▶ TASK SET
**1.** Using the article on recovering from a double cross, decide whether each statement agrees with it, answering yes or no and quoting the deciding words. (a) The article advises gathering facts before sending an angry email. (b) The article calls betrayal in business a frequent event with major impact for most people. (c) The article says a person can undo the past after being betrayed.
**2.** In the article on recovering from a double cross, what might a person who made an inadvertent error do upon learning of it?
**3.** Extend the article on recovering from a double cross, picking up after its final sentence.

▶ SELECTED EXTRACT
+++

A Thing
The Green SheetGreen Sheet

The Green Sheet Online Edition

September 27, 2021 • Issue 21:09:02


Recovering from a double cross

In business, as in life, people sometimes betray one another. For most, this is a rare event with minimal impact. At times, however, an action can lead to major upheaval. When this happens, you can't undo the past, but you can swiftly mitigate damage and move one.

Reality check

First, don't do anything rash. Before dashing off an irate email or leaving an angry voicemail, gather facts. Find documentation of your agreements and correspondence. Get an absolutely clear picture of what occurred and when.

You see, it's possible you have received inaccurate information about what just happened, misunderstood a key communication or made incorrect assumptions. It's important to carefully evaluate the circumstances so you don't plan for an unnecessary confrontation.

If all the information you've received is accurate and you haven't misunderstood anything or made inaccurate assumptions, preliminary fact gathering will prepare you well for deciding what to do next.


Depending on the nature of the conflict, it might make sense to communicate directly with the offending party about what happened. It's possible the person who appears to have betrayed you has just made an inadvertent error and, upon learning of it, will rectify it immediately.

+++

▶ SUPPLIED ENTRIES
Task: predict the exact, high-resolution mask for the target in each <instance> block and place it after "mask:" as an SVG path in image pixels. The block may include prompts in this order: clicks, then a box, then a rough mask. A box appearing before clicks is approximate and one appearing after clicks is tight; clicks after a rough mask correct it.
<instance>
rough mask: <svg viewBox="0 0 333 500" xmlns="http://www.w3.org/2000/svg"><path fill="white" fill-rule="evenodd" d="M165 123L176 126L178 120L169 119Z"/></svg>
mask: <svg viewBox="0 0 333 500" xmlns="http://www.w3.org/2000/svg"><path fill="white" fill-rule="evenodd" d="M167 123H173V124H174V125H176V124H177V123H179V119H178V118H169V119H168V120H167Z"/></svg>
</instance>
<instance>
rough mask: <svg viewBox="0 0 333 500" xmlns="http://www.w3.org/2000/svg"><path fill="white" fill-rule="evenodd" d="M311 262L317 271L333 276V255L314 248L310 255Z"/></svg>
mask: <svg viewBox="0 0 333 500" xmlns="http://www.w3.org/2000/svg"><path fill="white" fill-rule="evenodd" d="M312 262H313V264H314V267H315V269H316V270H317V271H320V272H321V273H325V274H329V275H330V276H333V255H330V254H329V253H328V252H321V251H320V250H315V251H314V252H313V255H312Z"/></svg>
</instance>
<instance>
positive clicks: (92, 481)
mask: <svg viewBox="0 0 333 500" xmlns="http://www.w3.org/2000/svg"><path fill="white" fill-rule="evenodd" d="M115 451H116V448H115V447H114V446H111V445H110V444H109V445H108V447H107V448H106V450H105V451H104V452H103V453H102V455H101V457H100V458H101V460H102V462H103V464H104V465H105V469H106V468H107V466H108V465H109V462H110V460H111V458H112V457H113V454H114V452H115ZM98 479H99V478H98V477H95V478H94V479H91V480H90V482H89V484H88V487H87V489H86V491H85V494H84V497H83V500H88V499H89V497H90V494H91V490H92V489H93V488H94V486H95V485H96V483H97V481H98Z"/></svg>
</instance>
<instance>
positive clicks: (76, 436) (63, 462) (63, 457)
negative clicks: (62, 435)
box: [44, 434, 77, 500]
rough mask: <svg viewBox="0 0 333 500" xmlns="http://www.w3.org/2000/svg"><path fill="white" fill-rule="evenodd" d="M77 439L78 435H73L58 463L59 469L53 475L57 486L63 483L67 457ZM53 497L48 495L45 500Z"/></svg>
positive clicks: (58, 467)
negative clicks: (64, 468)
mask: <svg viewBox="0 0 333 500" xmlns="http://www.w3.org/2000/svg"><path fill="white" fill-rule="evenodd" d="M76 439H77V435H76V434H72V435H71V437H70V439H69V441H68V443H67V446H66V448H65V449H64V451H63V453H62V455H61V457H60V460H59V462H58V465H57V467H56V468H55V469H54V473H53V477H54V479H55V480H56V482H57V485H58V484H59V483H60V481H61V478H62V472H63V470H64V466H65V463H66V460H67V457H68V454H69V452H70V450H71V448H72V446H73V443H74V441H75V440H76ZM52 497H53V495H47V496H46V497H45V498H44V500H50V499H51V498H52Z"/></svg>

+++

▶ ANSWERS FOR THIS EXERCISE
**1.**
(a) Yes: "Before dashing off an irate email or leaving an angry voicemail, gather facts."
(b) No: "For most, this is a rare event with minimal impact."
(c) No: "you can't undo the past"

**2.** Rectify it immediately.

**3.**
Since every situation is unique, differences in degree of harm done are vast. I am not a lawyer; I cannot offer advice on exact steps to take if the problem isn't due to a misunderstanding that can be sorted out rather painlessly. At this point, it's probably best to consult an attorney to guide your next steps, as well as to address weaknesses in contracts, other written documents, and the structure of your business to help you avoid similar situations in the future.

Emotional fallout

I can offer some thoughts on addressing emotional repercussions when a colleague or business partner has thrown you under the bus. I believe it's most important to realize it's close to impossible to get other people to change. What you can change is how you react to undesirable situations.

It's understandable if you need to vent your feelings. Pick someone who has the capacity to listen to you without judgment, will respect your privacy and keep what you say confidential, and will help you consider what actions to take but not force a particular solution on you. This sort of venting typically has a calming effect that leads to more clarity.

The future

If, indeed, it turns out you have been betrayed, don't draw negative conclusions about all potential business partners going forward. Do what you need to do to shore up your business, but don't separate yourself from others with draconian defensive measures. There is a workable medium between being naive and being cynical.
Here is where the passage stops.